| Aim |
Render every line of the material below as a numbered list, omitting blank lines.

| Exercise materials |
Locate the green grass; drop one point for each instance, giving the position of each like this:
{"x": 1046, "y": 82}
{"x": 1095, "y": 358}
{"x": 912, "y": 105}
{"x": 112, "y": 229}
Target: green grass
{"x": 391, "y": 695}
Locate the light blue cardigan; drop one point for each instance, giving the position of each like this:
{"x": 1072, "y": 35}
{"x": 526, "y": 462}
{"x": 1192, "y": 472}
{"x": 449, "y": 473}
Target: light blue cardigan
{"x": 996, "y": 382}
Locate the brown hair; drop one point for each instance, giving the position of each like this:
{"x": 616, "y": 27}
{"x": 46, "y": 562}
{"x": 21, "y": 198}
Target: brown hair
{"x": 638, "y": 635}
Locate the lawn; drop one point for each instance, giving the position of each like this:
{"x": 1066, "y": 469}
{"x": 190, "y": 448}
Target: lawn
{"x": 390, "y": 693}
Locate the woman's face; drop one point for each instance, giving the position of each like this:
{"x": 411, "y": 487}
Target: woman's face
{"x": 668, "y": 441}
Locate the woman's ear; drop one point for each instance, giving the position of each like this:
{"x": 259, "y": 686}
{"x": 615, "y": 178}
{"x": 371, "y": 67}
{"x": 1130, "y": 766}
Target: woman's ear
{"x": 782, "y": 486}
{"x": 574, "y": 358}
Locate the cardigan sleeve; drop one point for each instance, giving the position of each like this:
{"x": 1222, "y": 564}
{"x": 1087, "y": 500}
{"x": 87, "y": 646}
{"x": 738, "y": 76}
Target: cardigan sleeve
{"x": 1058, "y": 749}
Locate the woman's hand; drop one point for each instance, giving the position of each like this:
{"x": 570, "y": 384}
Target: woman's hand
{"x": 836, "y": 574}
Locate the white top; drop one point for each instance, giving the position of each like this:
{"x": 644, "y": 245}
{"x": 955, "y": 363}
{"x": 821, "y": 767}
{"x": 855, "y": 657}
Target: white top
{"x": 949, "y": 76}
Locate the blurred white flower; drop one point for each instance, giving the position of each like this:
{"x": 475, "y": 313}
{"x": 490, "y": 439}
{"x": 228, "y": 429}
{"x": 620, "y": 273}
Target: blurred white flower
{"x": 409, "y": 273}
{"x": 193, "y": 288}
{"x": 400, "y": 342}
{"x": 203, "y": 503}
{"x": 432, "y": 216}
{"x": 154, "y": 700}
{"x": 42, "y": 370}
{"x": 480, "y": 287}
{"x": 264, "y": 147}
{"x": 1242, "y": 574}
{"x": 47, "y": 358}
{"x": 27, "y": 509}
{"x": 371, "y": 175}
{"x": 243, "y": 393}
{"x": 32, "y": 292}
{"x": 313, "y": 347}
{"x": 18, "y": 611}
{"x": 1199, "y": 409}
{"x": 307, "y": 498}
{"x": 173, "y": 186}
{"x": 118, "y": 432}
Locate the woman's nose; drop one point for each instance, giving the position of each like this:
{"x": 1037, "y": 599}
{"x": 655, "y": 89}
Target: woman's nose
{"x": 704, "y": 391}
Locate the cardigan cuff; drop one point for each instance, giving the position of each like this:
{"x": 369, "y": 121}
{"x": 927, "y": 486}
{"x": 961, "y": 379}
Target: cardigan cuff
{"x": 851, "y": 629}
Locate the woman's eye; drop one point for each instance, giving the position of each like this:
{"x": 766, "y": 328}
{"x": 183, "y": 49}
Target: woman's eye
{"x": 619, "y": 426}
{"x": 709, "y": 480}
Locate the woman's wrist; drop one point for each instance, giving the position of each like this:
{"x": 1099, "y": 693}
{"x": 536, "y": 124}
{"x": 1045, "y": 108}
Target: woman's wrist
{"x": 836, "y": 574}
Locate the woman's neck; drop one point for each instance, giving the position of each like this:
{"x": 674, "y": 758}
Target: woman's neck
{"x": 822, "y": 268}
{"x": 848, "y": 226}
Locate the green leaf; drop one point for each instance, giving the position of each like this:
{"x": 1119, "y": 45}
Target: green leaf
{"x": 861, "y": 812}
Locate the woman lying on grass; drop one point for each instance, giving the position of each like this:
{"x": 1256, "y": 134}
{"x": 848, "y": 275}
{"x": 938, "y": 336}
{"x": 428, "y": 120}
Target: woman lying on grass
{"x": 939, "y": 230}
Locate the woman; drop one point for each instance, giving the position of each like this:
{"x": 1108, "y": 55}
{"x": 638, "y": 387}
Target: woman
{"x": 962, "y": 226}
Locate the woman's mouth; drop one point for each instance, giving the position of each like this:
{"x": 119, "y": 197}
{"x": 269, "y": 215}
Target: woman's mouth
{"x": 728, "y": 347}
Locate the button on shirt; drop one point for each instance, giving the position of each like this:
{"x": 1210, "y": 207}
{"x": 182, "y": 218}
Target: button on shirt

| Solution for this problem |
1. Locate the green grass; drop one point for each instance, giving the position of each like this:
2. {"x": 1046, "y": 82}
3. {"x": 1095, "y": 358}
4. {"x": 912, "y": 105}
5. {"x": 112, "y": 229}
6. Target: green grass
7. {"x": 391, "y": 695}
8. Locate the light blue cardigan; drop one point for each instance, giving the position of each like this:
9. {"x": 1072, "y": 35}
10. {"x": 526, "y": 462}
11. {"x": 1192, "y": 472}
12. {"x": 449, "y": 473}
13. Target: light blue cardigan
14. {"x": 996, "y": 382}
15. Locate the brown hair; drop one point for each instance, giving the position of each like this:
16. {"x": 616, "y": 27}
17. {"x": 46, "y": 562}
18. {"x": 21, "y": 198}
19. Target: brown hair
20. {"x": 638, "y": 635}
21. Locate the lawn; drop one point for each instance, giving the position of each like this:
22. {"x": 1066, "y": 469}
23. {"x": 190, "y": 448}
24. Target: lawn
25. {"x": 390, "y": 693}
26. Locate the woman's face; drop one point for each instance, giving the position of each like this:
27. {"x": 411, "y": 487}
28. Target: woman's face
29. {"x": 668, "y": 441}
30. Locate the woman's ear; drop one point for each instance, giving the position of each like this:
31. {"x": 259, "y": 686}
32. {"x": 615, "y": 178}
33. {"x": 371, "y": 67}
34. {"x": 1130, "y": 766}
35. Target: woman's ear
36. {"x": 782, "y": 486}
37. {"x": 574, "y": 358}
38. Locate the cardigan sleeve; drop one point for each instance, giving the position of each like this:
39. {"x": 1222, "y": 564}
40. {"x": 1087, "y": 500}
41. {"x": 87, "y": 646}
42. {"x": 738, "y": 76}
43. Target: cardigan sleeve
44. {"x": 1058, "y": 749}
45. Locate the woman's hand; drop one point for each instance, giving the position of each like this:
46. {"x": 570, "y": 384}
47. Target: woman's hand
48. {"x": 836, "y": 574}
49. Locate the white top; drop one point for each instance, giving the position of each like this:
50. {"x": 644, "y": 245}
51. {"x": 955, "y": 363}
52. {"x": 821, "y": 767}
53. {"x": 855, "y": 657}
54. Target: white top
55. {"x": 949, "y": 76}
56. Locate the blurred white flower; drop one point for each instance, giving the position of each like this:
57. {"x": 475, "y": 313}
58. {"x": 490, "y": 439}
59. {"x": 228, "y": 429}
60. {"x": 620, "y": 273}
61. Target: blurred white flower
62. {"x": 409, "y": 273}
63. {"x": 193, "y": 288}
64. {"x": 400, "y": 342}
65. {"x": 203, "y": 503}
66. {"x": 432, "y": 216}
67. {"x": 154, "y": 700}
68. {"x": 42, "y": 370}
69. {"x": 480, "y": 287}
70. {"x": 264, "y": 147}
71. {"x": 1242, "y": 574}
72. {"x": 47, "y": 358}
73. {"x": 27, "y": 509}
74. {"x": 371, "y": 175}
75. {"x": 243, "y": 393}
76. {"x": 32, "y": 292}
77. {"x": 313, "y": 347}
78. {"x": 18, "y": 611}
79. {"x": 1199, "y": 409}
80. {"x": 307, "y": 498}
81. {"x": 173, "y": 186}
82. {"x": 118, "y": 432}
83. Locate the woman's nose; drop one point for each instance, giving the position of each like this:
84. {"x": 1037, "y": 599}
85. {"x": 655, "y": 89}
86. Target: woman's nose
87. {"x": 704, "y": 391}
88. Locate the cardigan cuff; drop one point for each instance, giving the position of each like this:
89. {"x": 369, "y": 121}
90. {"x": 927, "y": 486}
91. {"x": 961, "y": 379}
92. Target: cardigan cuff
93. {"x": 851, "y": 629}
94. Locate the woman's eye; drop one point for each instance, giving the position of each like this:
95. {"x": 766, "y": 328}
96. {"x": 183, "y": 49}
97. Target: woman's eye
98. {"x": 619, "y": 426}
99. {"x": 709, "y": 480}
100. Locate the woman's wrist; drop one point for each instance, giving the position of each like this:
101. {"x": 1099, "y": 693}
102. {"x": 536, "y": 124}
103. {"x": 1045, "y": 108}
104. Target: woman's wrist
105. {"x": 836, "y": 574}
106. Locate the woman's neck; drop one point for each instance, giving the position of each like this:
107. {"x": 674, "y": 758}
108. Target: woman's neck
109. {"x": 822, "y": 268}
110. {"x": 848, "y": 226}
111. Locate the green leaf; drop one point for each instance, giving the position of each like this:
112. {"x": 1119, "y": 45}
113. Target: green leaf
114. {"x": 861, "y": 812}
115. Locate the woman lying on grass; drop one point for each instance, giving the position of each like this:
116. {"x": 1256, "y": 134}
117. {"x": 848, "y": 275}
118. {"x": 938, "y": 336}
119. {"x": 428, "y": 120}
120. Target: woman lying on grass
121. {"x": 939, "y": 230}
122. Locate the woman; drop one point for each instance, giving the position of each like this:
123. {"x": 1108, "y": 55}
124. {"x": 638, "y": 387}
125. Target: woman
126. {"x": 962, "y": 226}
127. Locate the woman's mouth; drop one point for each instance, giving the position of each like this:
128. {"x": 119, "y": 197}
129. {"x": 269, "y": 215}
130. Target: woman's mouth
131. {"x": 728, "y": 347}
132. Locate the button on shirt; drop one point for each instance, giving the position of each like this:
133. {"x": 1210, "y": 207}
134. {"x": 182, "y": 218}
135. Target: button on shirt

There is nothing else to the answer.